Source data -
------------------------------------

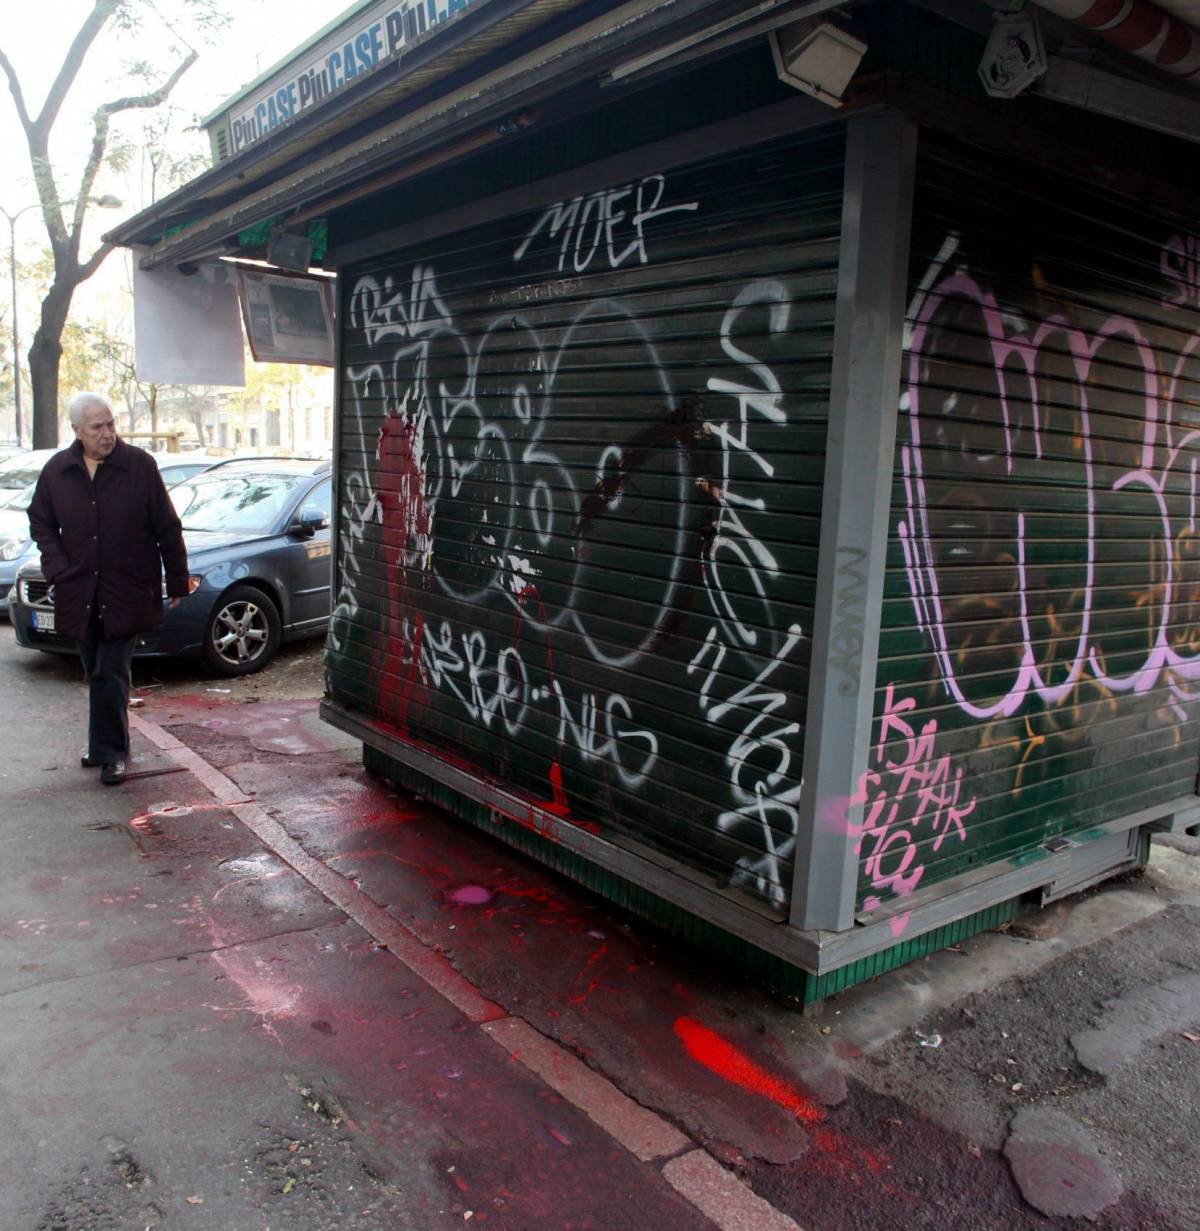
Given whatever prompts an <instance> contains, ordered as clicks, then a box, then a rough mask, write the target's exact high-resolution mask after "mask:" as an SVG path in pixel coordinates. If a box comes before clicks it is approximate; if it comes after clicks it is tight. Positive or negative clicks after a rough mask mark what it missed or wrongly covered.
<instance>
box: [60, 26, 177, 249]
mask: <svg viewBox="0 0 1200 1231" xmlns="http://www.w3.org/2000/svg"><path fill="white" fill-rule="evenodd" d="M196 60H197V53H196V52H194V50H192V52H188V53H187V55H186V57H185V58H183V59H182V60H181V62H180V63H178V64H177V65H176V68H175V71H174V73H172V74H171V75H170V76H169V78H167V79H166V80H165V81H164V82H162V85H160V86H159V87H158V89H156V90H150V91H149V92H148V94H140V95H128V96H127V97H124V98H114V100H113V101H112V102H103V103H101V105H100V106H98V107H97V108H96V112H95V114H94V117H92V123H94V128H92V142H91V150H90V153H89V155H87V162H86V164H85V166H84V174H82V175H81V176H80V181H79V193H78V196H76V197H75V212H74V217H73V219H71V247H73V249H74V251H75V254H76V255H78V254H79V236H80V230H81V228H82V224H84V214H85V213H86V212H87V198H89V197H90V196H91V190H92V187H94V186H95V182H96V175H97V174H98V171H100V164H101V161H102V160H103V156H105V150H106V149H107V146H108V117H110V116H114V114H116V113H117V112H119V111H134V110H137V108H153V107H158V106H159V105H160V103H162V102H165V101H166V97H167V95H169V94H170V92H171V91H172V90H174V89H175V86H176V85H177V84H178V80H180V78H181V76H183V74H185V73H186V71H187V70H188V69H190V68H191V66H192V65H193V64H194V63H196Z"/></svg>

------------------------------------

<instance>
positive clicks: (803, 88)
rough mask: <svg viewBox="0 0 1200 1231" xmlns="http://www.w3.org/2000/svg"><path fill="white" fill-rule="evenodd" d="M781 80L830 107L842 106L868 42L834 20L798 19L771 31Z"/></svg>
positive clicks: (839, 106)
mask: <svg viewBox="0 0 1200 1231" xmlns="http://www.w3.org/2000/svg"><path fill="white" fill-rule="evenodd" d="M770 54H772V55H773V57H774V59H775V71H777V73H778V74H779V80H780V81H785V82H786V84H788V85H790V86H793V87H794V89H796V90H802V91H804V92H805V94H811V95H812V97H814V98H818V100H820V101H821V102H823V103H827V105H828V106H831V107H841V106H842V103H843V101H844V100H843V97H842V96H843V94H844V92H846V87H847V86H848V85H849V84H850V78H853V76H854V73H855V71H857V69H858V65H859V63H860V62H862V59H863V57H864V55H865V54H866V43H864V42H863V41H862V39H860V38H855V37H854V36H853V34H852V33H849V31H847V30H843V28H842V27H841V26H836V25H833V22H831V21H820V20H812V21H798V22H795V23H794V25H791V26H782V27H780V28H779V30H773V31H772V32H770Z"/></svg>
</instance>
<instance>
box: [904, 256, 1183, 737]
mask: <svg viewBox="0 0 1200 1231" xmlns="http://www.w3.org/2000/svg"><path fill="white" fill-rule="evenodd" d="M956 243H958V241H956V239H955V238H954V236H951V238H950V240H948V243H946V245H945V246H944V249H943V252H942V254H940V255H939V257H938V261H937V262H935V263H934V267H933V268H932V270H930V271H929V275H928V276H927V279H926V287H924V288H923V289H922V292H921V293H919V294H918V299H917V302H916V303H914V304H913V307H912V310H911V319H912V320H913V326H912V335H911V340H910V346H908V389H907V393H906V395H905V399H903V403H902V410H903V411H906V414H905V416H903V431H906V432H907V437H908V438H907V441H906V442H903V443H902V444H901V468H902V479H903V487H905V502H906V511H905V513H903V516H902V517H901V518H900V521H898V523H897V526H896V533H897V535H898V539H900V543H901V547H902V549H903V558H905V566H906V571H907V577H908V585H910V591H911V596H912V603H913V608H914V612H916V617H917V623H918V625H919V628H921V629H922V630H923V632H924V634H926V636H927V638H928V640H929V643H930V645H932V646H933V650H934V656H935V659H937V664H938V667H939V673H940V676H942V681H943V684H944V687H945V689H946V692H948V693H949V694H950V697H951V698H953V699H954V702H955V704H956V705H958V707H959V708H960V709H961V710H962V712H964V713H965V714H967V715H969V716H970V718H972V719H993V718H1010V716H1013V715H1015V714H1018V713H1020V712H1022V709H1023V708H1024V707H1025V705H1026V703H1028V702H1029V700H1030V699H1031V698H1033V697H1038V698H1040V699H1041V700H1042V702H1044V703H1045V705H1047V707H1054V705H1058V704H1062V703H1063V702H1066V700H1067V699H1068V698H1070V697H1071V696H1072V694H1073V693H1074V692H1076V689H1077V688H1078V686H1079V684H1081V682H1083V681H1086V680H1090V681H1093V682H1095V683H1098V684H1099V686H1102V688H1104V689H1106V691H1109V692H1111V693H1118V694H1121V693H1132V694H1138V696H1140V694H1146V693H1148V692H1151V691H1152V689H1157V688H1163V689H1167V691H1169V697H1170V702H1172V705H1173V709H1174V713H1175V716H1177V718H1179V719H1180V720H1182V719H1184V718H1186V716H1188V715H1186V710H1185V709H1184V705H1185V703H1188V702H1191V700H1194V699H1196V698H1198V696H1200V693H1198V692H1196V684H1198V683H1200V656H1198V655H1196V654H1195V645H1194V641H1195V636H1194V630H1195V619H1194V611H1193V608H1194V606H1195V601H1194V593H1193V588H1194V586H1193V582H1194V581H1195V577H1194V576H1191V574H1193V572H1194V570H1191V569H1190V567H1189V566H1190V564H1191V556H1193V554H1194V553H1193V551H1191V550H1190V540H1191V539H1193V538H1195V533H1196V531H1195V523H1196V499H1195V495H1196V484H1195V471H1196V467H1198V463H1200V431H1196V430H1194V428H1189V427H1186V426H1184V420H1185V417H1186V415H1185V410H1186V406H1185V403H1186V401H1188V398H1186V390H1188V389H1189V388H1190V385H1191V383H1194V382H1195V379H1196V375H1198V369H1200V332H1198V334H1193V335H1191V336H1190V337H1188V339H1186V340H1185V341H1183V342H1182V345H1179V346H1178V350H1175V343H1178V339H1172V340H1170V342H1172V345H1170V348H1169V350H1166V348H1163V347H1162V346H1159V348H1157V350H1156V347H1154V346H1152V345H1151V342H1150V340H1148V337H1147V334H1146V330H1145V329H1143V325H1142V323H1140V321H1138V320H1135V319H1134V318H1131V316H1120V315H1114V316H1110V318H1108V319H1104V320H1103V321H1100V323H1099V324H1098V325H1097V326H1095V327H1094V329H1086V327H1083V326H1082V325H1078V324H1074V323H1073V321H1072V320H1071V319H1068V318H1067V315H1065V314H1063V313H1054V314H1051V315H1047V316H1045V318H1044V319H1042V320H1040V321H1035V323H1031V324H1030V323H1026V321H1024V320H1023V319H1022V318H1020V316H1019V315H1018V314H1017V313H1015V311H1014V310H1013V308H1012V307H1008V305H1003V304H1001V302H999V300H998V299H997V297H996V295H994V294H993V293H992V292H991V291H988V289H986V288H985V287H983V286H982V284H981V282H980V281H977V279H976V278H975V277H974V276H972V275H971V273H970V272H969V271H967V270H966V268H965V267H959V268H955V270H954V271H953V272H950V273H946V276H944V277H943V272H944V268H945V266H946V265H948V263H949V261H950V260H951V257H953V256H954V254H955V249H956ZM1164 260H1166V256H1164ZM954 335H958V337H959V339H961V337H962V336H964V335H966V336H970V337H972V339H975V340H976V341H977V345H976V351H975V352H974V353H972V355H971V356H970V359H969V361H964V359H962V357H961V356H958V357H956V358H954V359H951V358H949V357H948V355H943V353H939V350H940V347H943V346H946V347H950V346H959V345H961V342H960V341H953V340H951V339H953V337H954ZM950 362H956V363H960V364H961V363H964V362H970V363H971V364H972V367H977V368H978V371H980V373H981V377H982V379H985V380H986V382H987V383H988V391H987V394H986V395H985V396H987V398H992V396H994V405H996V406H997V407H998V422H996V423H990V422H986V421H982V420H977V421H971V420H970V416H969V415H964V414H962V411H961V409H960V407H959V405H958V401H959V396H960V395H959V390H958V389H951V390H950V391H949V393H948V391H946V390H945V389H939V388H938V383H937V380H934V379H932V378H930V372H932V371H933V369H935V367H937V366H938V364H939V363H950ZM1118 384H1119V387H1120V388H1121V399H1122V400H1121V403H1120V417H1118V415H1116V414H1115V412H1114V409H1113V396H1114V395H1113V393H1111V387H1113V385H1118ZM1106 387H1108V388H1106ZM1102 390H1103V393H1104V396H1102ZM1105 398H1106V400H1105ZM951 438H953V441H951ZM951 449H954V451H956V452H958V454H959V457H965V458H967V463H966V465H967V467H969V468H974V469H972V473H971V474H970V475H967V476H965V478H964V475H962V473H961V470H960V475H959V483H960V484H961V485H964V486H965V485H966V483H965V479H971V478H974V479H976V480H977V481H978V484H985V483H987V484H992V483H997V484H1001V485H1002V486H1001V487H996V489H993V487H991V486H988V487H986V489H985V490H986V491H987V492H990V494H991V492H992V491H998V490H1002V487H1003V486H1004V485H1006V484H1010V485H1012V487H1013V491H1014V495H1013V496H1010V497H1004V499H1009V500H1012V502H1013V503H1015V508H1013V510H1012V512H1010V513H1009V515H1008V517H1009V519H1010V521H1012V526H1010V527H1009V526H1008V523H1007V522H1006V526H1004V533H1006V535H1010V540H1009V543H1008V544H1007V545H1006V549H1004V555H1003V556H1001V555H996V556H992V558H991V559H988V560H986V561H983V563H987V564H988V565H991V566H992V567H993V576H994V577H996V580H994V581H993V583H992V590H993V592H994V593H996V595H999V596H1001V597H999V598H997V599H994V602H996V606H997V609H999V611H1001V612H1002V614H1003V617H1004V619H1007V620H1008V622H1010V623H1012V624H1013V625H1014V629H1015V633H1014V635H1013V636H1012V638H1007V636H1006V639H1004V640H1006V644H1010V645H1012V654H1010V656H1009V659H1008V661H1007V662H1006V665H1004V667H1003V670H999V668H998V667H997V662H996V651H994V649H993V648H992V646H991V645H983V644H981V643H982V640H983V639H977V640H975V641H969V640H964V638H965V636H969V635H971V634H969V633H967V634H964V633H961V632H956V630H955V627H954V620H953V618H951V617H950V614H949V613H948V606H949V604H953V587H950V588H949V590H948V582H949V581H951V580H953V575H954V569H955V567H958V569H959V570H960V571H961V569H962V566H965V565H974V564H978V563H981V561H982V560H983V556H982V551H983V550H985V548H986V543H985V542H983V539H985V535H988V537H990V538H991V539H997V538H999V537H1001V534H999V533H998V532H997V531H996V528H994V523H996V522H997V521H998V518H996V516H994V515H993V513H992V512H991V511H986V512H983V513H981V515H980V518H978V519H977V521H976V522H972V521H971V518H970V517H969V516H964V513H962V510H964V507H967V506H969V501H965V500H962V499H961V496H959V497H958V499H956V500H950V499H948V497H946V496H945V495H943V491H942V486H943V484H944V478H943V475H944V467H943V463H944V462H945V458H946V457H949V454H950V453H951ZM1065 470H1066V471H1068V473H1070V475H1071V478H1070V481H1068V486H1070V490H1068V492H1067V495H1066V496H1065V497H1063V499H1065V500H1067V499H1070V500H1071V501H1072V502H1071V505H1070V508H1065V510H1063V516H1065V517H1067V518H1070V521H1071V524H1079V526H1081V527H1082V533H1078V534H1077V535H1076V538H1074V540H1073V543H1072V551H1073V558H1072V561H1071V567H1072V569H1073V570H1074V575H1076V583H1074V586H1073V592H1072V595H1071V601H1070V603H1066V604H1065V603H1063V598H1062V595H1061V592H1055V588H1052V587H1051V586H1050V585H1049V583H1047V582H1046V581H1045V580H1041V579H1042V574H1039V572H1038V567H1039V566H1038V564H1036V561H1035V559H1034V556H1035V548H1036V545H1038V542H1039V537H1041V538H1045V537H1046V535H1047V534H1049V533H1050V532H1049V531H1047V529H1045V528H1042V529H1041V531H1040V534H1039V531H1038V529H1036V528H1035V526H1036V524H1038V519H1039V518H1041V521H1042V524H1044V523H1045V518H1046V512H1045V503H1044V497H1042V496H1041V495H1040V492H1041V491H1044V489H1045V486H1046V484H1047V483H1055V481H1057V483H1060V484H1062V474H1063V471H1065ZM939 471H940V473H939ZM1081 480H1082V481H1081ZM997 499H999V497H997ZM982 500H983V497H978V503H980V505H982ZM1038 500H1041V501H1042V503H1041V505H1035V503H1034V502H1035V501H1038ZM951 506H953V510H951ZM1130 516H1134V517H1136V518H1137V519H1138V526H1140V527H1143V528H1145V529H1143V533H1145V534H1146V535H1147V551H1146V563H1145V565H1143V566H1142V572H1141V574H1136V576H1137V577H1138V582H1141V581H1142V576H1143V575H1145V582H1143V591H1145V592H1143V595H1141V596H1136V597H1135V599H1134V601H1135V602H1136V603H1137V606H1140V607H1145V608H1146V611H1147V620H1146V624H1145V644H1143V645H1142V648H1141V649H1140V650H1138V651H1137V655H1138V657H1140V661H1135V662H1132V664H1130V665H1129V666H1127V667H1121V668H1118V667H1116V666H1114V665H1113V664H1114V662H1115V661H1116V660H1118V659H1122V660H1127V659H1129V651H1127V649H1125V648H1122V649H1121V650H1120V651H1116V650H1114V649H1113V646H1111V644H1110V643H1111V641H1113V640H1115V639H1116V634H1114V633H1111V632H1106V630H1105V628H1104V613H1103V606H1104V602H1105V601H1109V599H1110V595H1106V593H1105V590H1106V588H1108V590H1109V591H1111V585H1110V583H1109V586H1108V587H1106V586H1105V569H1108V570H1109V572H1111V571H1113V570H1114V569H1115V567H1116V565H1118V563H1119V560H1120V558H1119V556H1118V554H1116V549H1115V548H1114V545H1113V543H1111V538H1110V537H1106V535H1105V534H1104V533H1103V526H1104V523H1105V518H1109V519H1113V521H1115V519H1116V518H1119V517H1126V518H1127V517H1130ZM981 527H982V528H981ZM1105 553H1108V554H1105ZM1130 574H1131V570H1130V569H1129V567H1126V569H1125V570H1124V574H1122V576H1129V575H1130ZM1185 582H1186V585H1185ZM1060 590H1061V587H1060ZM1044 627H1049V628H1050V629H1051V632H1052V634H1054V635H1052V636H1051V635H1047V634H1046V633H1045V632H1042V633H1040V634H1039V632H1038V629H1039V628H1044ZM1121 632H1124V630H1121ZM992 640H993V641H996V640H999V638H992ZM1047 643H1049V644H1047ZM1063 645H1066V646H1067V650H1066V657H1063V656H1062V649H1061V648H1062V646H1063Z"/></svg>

------------------------------------

List every row above that contains the string "rough", copying each such row in full. Matching is case-sensitive.

Given whatever prompts an <instance> contains, ordered as clicks, then a box, then a rough mask, write the target's exact high-resolution mask after "mask:" as an SVG path in pixel coordinates. If a box comes before clicks it is approximate; if it comes after clicks it is tight. Positive or negative clicks after a rough mask mark what it missed or wrongly covered.
rough mask: <svg viewBox="0 0 1200 1231" xmlns="http://www.w3.org/2000/svg"><path fill="white" fill-rule="evenodd" d="M781 80L830 107L842 106L868 42L834 20L798 19L771 31Z"/></svg>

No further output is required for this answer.